# Task
Return every line of the material below word for word, but leave the pictures out of your answer.

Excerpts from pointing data
##########
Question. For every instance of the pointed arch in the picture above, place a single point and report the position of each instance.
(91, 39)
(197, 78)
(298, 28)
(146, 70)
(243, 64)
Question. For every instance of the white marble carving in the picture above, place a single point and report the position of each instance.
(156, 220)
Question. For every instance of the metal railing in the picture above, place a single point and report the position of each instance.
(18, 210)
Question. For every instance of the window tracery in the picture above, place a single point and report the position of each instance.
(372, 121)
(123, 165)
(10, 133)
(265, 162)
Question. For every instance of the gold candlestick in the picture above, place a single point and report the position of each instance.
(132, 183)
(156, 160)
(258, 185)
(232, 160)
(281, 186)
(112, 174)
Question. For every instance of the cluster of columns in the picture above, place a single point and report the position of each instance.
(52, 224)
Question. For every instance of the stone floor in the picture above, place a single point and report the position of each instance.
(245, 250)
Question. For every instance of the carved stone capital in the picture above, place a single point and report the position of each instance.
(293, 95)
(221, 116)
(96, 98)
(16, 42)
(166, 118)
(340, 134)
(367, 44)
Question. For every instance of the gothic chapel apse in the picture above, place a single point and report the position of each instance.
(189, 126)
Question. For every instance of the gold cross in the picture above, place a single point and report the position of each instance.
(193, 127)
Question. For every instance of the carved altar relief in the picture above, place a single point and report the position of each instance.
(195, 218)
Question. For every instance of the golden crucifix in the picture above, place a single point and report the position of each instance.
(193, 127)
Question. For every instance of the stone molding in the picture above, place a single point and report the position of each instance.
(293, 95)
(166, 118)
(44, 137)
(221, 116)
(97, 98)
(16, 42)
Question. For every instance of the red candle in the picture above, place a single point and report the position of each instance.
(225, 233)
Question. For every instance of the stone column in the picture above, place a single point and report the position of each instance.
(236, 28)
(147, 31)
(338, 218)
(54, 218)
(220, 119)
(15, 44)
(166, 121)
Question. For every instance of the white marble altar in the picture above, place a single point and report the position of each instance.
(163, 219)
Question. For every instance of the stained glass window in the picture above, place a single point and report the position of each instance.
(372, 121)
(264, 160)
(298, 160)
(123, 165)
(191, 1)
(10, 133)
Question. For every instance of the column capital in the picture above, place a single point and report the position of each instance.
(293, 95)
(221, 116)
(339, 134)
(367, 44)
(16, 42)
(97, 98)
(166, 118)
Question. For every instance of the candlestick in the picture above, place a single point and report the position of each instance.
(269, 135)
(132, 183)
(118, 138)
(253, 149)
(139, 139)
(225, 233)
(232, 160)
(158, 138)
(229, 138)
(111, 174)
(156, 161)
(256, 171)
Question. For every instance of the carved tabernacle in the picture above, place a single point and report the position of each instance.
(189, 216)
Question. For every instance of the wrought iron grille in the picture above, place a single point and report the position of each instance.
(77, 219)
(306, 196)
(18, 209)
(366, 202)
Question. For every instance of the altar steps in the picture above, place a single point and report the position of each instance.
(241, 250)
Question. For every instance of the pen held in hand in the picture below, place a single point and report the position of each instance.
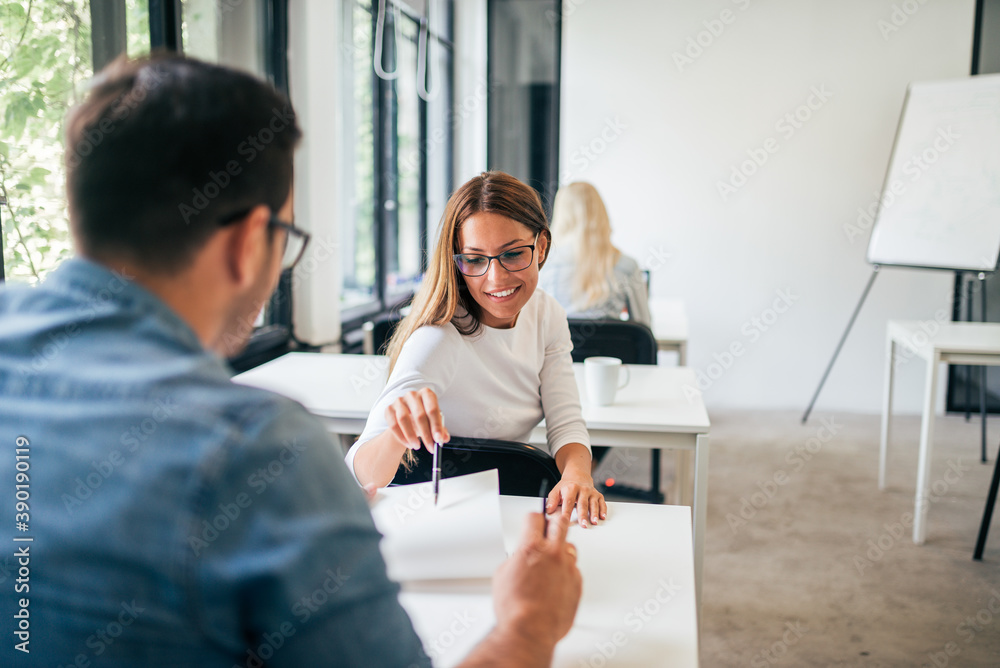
(436, 470)
(544, 493)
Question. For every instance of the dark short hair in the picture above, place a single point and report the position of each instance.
(166, 148)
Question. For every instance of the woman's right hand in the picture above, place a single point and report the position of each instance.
(415, 418)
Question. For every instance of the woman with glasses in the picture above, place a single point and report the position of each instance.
(483, 349)
(587, 275)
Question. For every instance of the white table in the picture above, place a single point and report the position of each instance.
(971, 343)
(652, 411)
(637, 559)
(670, 326)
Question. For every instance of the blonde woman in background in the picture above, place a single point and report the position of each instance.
(586, 274)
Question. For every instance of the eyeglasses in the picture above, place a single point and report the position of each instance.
(296, 240)
(515, 259)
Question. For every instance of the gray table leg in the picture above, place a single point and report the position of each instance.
(890, 363)
(926, 448)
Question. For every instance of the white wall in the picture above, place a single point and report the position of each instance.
(471, 89)
(315, 49)
(657, 136)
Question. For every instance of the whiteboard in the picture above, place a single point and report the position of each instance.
(940, 202)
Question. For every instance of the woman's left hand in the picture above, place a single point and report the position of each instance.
(578, 491)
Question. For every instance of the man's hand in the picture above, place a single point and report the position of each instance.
(537, 590)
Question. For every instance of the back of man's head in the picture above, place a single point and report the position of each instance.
(165, 149)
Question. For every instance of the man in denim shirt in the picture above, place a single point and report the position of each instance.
(174, 518)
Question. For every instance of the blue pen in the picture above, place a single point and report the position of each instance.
(436, 470)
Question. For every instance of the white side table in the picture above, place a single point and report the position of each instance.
(971, 343)
(670, 326)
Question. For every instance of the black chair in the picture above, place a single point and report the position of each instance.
(377, 334)
(632, 343)
(991, 499)
(523, 468)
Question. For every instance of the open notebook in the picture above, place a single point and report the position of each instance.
(461, 537)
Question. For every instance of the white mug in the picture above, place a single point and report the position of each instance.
(602, 374)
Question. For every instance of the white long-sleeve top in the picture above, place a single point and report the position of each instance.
(496, 384)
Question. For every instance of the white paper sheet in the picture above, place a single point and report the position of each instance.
(461, 537)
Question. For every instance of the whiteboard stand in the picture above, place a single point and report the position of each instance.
(836, 353)
(939, 206)
(982, 369)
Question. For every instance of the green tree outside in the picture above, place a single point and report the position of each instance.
(45, 64)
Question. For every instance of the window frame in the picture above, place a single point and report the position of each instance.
(385, 221)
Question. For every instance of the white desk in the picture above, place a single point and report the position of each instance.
(650, 412)
(637, 559)
(670, 327)
(972, 343)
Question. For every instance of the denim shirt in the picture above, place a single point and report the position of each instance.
(177, 519)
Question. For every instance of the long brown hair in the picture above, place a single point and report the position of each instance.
(444, 288)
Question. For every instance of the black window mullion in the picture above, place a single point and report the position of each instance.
(165, 25)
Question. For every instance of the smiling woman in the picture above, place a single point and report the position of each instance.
(482, 340)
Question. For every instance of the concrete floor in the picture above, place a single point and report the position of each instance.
(808, 564)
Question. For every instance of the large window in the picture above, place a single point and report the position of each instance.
(48, 50)
(397, 83)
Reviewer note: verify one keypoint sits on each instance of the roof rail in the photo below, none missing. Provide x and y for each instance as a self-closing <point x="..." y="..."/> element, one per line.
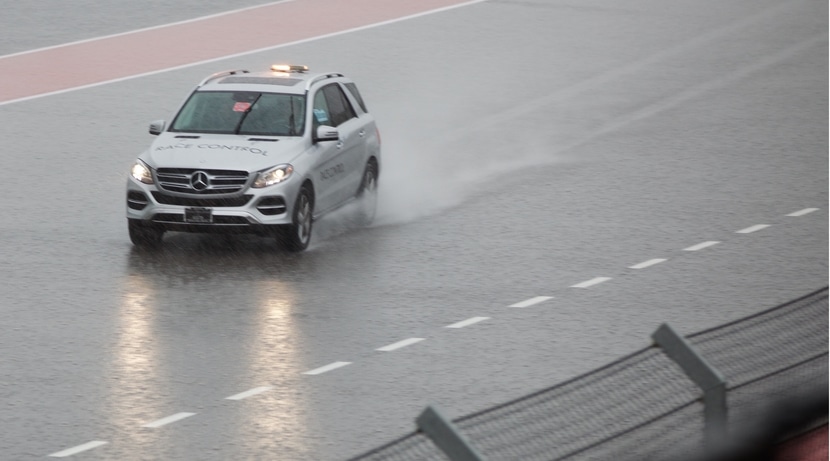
##########
# Correct response
Question. For every instance of the pointed arch in the picture above, place a single point and report the position of each instance.
(91, 39)
(197, 78)
(298, 28)
(146, 70)
(243, 64)
Question. For every instance of the white marble carving in the picture above, place a single point and report the position of each instance.
(156, 220)
Question. For every instance of the metal railing in the picture above, place a single point and report the position of each instance.
(18, 210)
Question. For every instance of the window tracery in the picture above, place a single point and report the position of each instance.
(372, 121)
(123, 165)
(10, 133)
(265, 162)
Question. For every instance of the gold candlestick in the picture above, place a single point and report the position of each instance.
(132, 183)
(156, 160)
(258, 185)
(232, 160)
(281, 186)
(112, 174)
Question. For every instance of the cluster of columns in the picture above, place a single point and report the position of each instance.
(52, 224)
Question. For every instance of the stone floor in the picture above, place a single point and report the position of each instance.
(245, 250)
Question. For every instance of the carved stone capital in the picture above, place a single point and report the position of each instance.
(293, 95)
(221, 116)
(96, 98)
(16, 42)
(166, 118)
(340, 134)
(367, 44)
Question. For every instance of the gothic chapel apse in the picture above, place a single point and report the position of each instance.
(189, 126)
Question. For every instance of the gold cross in the picture above, place a single point and report the position of each instance.
(193, 127)
Question. For every instance of the carved altar relief in the picture above, place a single point and report the position of each instance.
(195, 218)
Question. For every instance of the golden crucifix in the picture above, place a single point and report the position of each instance.
(193, 127)
Question. For every instance of the stone molding in the picture above, place a single point and report the position of each instance.
(293, 95)
(166, 118)
(44, 137)
(221, 116)
(97, 98)
(16, 42)
Question. For every instance of the red candle in the picture above, place a single point and report the position of each instance.
(225, 233)
Question. For every instance of the stone column in the picture above, place a single point and report the position of each instance.
(236, 28)
(147, 31)
(338, 218)
(54, 218)
(220, 119)
(15, 44)
(166, 121)
Question. For every instance of the white marble altar in the picture above, place a single point and report the position of each instance.
(163, 219)
Question. For every instance of the stained glass window in the picture above, place a single point and report the position of each instance.
(372, 121)
(264, 160)
(298, 160)
(123, 165)
(191, 1)
(10, 133)
Question. For every instance of the column capital in the picture above, place a single point and report the position of each instance.
(293, 95)
(221, 116)
(339, 134)
(367, 44)
(16, 42)
(97, 98)
(166, 118)
Question. For every instance of the candlestick in the picture above, place a single point and report the position of each instance.
(269, 135)
(132, 183)
(118, 138)
(253, 149)
(139, 139)
(225, 233)
(232, 160)
(158, 138)
(229, 138)
(111, 174)
(156, 161)
(256, 171)
Question. For every instance of the carved tabernacle in the picture above, place a single point and report the position of each instance.
(189, 216)
Question. For every instance of the wrought iron grille in the picture above, place a single point and report the position of each instance.
(77, 219)
(306, 196)
(18, 209)
(366, 202)
Question. For every instance of the altar steps in the picture above, place a single point and report the position of each instance.
(241, 250)
Question. For every instance of the pen held in hand in the picture below, place a single point and report the position of each instance.
(436, 470)
(544, 493)
Question. For every instance of the dark short hair in the picture above, place a single point and report the position of each instance.
(166, 148)
Question. For every instance of the woman's right hand in the picture above, place a single point and report the position of each instance.
(415, 418)
Question. For every instance of the woman with glasses in the picture above, place a single point and report the position of each instance.
(483, 349)
(587, 275)
Question. For every instance of the white table in the picture above, place a single point and report the position of each instance.
(971, 343)
(652, 411)
(637, 559)
(670, 326)
Question. For every instance of the blonde woman in background in the picture above, place a single point and report the position of each instance.
(586, 274)
Question. For every instance of the eyeglasses in the picture above, place a single point and report the position of each instance.
(296, 240)
(515, 259)
Question. For every instance of the gray table leg in the picture above, place a single point and report the position of each instance.
(890, 363)
(926, 448)
Question. For every instance of the white wall in the picture above, place a single point and report the position of each instance.
(471, 89)
(315, 49)
(657, 136)
Question. For every instance of the whiteboard in the picture above, place a single point and report the position of each instance.
(940, 202)
Question. For every instance of the woman's left hand in the picture above, place a single point and report the position of each instance.
(578, 491)
Question. For every instance of the man's hand in the picture above, place a single point and report the position of each instance.
(537, 590)
Question. For every instance of the back of man's head in the picture above, place a single point and report the position of each instance.
(165, 149)
Question. For every instance of the man in denim shirt in the picture above, place a single point and report the position of each instance.
(174, 518)
Question. For every instance of the blue pen in the picture above, place a single point and report the position of each instance.
(436, 470)
Question. For every instance of the white side table in the picture above, place a single point and report the position of each instance.
(971, 343)
(670, 326)
Question. For every instance of the black chair in the picture above, place a single point and report the position of each instance.
(377, 334)
(632, 343)
(991, 499)
(523, 468)
Question. For every instance of the open notebook in the picture above, place a single point and report the position of each instance.
(461, 537)
Question. For every instance of the white mug in the picture above, place a single point and report the position of each instance.
(602, 374)
Question. For every instance of the white long-sleeve top in the picture above, place a single point and report the position of each instance.
(496, 384)
Question. For every instance of the white paper sheet in the picture above, place a single point and report the position of each instance.
(461, 537)
Question. For every instance of the whiteboard stand in the picture above, place a single point and report the position of each instance.
(836, 353)
(939, 206)
(982, 369)
Question. For every instance of the green tree outside in the picture above, place a single point and report the position of each instance.
(45, 64)
Question. For every instance of the window frame in the picture above, place a single point and report the position of each instance.
(385, 221)
Question. For every instance of the white desk in the picture above, place a single point and report the position of each instance.
(650, 412)
(637, 559)
(670, 327)
(972, 343)
Question. For every instance of the denim shirt in the picture above, place a single point and report the position of each instance.
(177, 519)
Question. For every instance of the long brown hair in the picture above, place a single point and report the position of each instance.
(444, 288)
Question. For every instance of the black window mullion in the picture above, place a single point and report the position of each instance.
(165, 25)
Question. For every instance of the smiling woman in the picture above, place a single point and report the position of each instance.
(482, 340)
Question. For every instance of the concrete floor in the picture above, place a single point and report the position of each instance.
(808, 564)
Question. For every instance of the large window in the picture above, place a single point and report the position of each instance.
(48, 50)
(397, 83)
Reviewer note: verify one keypoint sits on each instance of the roof rail in the photo below, none missing. Provide x and y for each instance as a self-closing <point x="..." y="..."/> element, one per line.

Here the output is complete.